Update the listing by replacing "put a marker" with "place a marker" everywhere it occurs, leaving everything else unchanged. Omit the pictures from your answer.

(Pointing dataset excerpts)
• • •
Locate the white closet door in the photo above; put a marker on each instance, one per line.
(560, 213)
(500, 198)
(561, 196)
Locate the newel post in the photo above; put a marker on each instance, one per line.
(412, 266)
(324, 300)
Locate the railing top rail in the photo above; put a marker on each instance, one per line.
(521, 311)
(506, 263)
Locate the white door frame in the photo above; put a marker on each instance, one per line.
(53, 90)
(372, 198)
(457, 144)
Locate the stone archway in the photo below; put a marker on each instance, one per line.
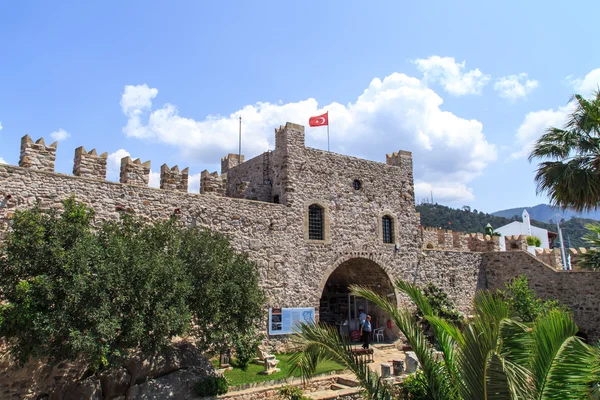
• • •
## COMPLETE OUTPUT
Locate the white closet door in the photo above; place a marker on each instance, one per line.
(560, 213)
(500, 198)
(561, 196)
Locate the newel post in the photo above; place a marker on each instance, one per line.
(412, 266)
(324, 300)
Locate the railing top rail in the photo above; place a marker on each instance, one per line.
(521, 311)
(506, 263)
Locate the white door frame in the photo above; place a marker on each instance, one per line.
(53, 90)
(372, 198)
(457, 144)
Locate the stone archway in the photo below; place a marker on each instance, one per line.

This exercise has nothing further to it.